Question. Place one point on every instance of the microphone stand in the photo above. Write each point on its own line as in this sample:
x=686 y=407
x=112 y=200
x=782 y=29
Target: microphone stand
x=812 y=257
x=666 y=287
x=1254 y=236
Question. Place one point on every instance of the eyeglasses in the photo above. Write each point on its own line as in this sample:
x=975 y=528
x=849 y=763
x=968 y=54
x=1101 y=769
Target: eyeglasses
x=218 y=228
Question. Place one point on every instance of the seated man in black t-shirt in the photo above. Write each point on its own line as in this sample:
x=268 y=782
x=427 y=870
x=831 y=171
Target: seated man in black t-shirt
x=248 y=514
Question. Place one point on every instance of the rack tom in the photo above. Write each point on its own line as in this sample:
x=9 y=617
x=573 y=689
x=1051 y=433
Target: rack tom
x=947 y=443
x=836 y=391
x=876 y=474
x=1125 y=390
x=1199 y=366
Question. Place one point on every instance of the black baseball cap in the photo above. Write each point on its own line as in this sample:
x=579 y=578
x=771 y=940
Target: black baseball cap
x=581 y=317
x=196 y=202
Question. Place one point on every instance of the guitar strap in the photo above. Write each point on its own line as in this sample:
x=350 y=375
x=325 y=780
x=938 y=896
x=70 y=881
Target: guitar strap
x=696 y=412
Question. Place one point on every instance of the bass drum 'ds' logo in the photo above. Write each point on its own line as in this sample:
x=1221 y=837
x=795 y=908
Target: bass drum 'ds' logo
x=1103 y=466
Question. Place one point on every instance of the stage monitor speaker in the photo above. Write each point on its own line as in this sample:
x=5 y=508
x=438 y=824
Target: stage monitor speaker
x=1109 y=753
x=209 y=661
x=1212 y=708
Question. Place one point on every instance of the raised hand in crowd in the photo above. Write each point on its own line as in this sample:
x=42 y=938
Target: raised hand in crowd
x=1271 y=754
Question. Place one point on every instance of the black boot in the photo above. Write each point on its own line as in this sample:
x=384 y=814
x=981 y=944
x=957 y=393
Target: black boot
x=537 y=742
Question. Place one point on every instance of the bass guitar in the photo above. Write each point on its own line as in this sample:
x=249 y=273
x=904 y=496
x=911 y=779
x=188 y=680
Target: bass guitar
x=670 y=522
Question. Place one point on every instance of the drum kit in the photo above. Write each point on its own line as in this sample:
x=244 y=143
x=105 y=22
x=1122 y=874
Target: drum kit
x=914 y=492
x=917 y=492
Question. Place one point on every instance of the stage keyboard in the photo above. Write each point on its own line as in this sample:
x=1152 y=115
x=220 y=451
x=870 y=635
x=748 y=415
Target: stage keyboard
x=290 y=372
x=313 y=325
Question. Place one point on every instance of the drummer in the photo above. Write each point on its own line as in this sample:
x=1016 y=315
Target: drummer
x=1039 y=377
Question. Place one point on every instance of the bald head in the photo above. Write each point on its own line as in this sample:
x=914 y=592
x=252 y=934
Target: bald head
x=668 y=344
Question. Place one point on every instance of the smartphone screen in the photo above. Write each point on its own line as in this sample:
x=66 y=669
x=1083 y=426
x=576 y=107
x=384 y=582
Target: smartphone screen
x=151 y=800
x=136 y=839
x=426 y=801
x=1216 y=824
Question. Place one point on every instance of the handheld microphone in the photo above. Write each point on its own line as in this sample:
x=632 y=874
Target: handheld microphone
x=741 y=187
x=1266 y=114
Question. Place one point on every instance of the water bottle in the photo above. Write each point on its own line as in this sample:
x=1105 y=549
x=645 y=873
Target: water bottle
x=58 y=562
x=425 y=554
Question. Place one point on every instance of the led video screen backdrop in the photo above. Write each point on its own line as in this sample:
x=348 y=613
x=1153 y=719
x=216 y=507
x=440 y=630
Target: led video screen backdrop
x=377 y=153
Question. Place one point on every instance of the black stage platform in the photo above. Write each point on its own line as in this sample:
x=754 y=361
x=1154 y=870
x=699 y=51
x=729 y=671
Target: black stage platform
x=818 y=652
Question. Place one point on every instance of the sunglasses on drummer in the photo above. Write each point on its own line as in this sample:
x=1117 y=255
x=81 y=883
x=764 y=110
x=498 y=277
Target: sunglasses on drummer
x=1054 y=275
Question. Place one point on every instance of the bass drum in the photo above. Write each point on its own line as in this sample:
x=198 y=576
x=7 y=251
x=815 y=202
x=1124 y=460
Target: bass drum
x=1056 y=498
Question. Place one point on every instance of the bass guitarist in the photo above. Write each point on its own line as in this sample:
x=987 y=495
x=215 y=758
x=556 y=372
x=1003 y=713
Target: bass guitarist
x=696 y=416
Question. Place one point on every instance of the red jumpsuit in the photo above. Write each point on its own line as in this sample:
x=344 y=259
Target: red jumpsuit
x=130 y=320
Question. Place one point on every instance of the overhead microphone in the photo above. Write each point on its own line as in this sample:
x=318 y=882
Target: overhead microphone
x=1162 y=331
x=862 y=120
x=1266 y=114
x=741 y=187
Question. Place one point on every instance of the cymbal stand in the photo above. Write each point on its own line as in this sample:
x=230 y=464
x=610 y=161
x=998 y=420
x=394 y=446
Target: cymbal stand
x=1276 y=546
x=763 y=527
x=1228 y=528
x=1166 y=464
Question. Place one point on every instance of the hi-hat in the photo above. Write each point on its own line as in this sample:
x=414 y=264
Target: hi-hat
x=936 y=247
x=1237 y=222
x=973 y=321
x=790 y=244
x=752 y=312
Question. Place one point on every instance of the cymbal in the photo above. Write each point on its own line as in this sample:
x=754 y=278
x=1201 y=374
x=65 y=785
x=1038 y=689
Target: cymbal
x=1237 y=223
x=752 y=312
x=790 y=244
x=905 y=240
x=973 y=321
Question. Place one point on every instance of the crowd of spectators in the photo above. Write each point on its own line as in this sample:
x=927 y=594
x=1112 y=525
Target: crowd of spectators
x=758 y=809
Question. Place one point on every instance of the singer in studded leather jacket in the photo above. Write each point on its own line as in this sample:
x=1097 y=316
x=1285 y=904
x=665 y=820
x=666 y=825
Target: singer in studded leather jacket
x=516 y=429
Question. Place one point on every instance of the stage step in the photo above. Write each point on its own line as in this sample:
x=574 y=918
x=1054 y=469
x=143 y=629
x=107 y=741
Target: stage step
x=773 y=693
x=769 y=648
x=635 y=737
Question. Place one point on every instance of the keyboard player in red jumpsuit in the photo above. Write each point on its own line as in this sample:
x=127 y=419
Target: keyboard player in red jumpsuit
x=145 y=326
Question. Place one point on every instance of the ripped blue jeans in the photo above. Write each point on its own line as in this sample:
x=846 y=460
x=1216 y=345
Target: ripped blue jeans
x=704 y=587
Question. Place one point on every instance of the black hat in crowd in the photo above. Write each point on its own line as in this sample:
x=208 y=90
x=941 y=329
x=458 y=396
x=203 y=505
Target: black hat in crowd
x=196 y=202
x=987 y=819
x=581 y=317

* TO DO
Please reproduce the records between the lines holding "Question. Place one point on every instance of the sunglasses" and "x=1056 y=498", inclusive, requests and all, and scale the x and y coordinates of each answer point by 1.7, rounding to whole numbers with halves going up. Leave every number in the requests, including their sample points, unchanged, and give only those lines.

* WRITTEN RESPONSE
Question. Place one point on every instance of the sunglasses on drummer in the photo above. Write each point on its own line as in this sample:
x=1117 y=255
x=81 y=883
x=764 y=110
x=498 y=277
Target: sunglasses on drummer
x=1792 y=468
Question. Place one point on every instance of the bass drum in the photo above. Write each point on its own line as in this sample:
x=198 y=576
x=7 y=251
x=815 y=202
x=1124 y=460
Target: bass drum
x=1795 y=847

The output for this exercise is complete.